Top of EXCERPT

9. What Is Your Beef With Major Labels?

This is not about indie vs. major label, although I understand why it appears to look that way. I have *nothing* against major labels at all. I was once a major label artist myself. The truth is I want the major labels to do better, I want the indie labels to do better, and I want the services to do better. Indeed I want the entire music industry to do better. This is a labor of love that I am doing out of a love for music and the music business which I have spent my entire life in. I am not getting paid anything to do this, and I am not angling for a job (in fact I’ve turned down job offers).

This is tough love. Just trying to help. :-)

10. I Don’t Like Indie Music, So Why Should I Play Indie Artists?

When I talk about “indie”, I’m talking about the business distinction (i.e. not on one of the 3 major labels). Every genere of music has indie artists: jazz, blues, hiphop, country, reggae, EDM, etc.
I am NOT talking about the genre of music known as “indie rock”.

The reason this particular protest is asking people to heavily stream indie artists is for the following reasons:

  1. It raises awareness of the problem
  2. The major labels control what the market does, so by targeting them specifically for the kinds of manipulation that smaller artists have to deal with constantly, they are forced to make a decision about which plan they would rather have. If we do nothing, then nothing will change. This is something we can do.
  3. If the plan fails, then the worst that will happen is some indie artists will get a slightly bigger check. That’s not so bad, is it?

11. Subscription services might be ripping the artists off. They’re definitely not ripping -me- off, as you suggest in the title.

Why is Spotify (and Apple Music, Deezer, Rdio, Rhapsody, etc) giving your money to artists you don’t even listen to? Don’t you want to support the artists you listen to (particularly the small indie artists who desperately need it), so you’ll hear even more music from them? Don’t you think it’s weird that you are personally providing financial support to artists you don’t listen to, probably don’t like (and maybe have never even heard of?)

Has any of the streaming services ever told you that they are going to give your money to artists you don’t listen to? Do you see any mention of that on their websites?

Isn’t doing something with people’s money, against their wishes, without telling them about it beforehand, the definition of fraud/exploitation?

Bottom of EXCERPT
Top of GIVEN DATA

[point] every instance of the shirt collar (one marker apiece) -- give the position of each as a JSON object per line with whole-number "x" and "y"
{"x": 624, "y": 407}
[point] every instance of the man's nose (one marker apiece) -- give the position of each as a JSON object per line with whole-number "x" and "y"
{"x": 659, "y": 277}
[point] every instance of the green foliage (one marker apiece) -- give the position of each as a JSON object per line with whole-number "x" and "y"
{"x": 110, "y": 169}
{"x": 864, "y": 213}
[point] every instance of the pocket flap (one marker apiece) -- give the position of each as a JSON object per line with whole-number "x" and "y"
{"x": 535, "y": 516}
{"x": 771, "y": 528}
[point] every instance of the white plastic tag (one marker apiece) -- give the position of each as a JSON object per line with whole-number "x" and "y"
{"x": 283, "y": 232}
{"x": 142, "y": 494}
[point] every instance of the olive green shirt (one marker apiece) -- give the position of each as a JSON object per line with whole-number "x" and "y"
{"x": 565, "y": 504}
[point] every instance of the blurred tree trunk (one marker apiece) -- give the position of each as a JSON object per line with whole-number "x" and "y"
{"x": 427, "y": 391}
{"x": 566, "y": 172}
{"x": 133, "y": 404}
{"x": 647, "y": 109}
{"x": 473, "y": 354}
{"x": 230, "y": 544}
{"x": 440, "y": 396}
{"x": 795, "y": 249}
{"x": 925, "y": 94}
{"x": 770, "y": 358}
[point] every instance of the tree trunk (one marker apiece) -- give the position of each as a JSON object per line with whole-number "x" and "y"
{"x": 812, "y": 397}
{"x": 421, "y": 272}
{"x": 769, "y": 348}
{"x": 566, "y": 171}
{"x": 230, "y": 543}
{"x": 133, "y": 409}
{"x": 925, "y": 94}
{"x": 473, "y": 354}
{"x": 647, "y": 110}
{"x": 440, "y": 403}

Bottom of GIVEN DATA

**COMPLETE THE FOLLOWING**
A. Using the streaming FAQ, decide whether each statement agrees with it: (i) the author was at one time a major label artist; (ii) the author uses "indie" to mean the genre called indie rock; (iii) the author is paid for this work. Answer yes or no for each, quoting the words that decide it.
B. Carry on writing the streaming FAQ, starting right after its final question.

**ANSWER SET**
A.
(i) Yes: "I was once a major label artist myself."
(ii) No: "I am NOT talking about the genre of music known as “indie rock”."
(iii) No: "I am not getting paid anything to do this"

B.
Look up the dictionary definition of ripoff: “To exploit, swindle, cheat, or defraud: a false advertising campaign that ripped off consumers.”

I’m not suggesting you didn’t get what you paid for, I’m saying your money isn’t going where you thought it was going. If a food bank raised money from you for a new building, and then used the money for something else, wouldn’t you be bummed?

If you are totally cool with services taking your money and giving it to artists you do not listen to (or may even actively despise), without telling you or making you aware of this beforehand, then I feel sorry for you: you are getting ripped off (the music you like, and the culture you enjoy, is not supported by your money. Instead you are supporting someone else’s music and culture) and you don’t even care.

12. I don’t care. If artists feel it’s not worth putting their music on those services, they can simply quit.

If you don’t care about the artists you listen to, then you don’t care. No one can make you care. If you want to listen to a local band that moved you to tears with a beautiful song last week and are perfectly comfortable with Calvin Harris getting the money instead even though you don’t listen to Calvin Harris at all, then this protest isn’t for you. This doesn’t affect you, or at least not in any way you care about, and you can ignore it.

But a lot of people do care. This article is for those people. It’s right there in the third paragraph: “If you love music and want your money to go to the artists that you listen to, consider this simple hack.”

Most artists cannot simply “quit” (they are under a recording or publishing contract that prevents them from doing so), and when they do it rarely has any impact. Go ask Prince. Did you see anybody change how they did business because Prince quit? Nope. The biggest music star in the world right now, Taylor Swift, was able to get Apple to change a little bit, but she was unable to change Spotify at all.

The only source of leverage musicians have right now are music fans.

13. Aren’t you asking people to do the same thing that you say is wrong?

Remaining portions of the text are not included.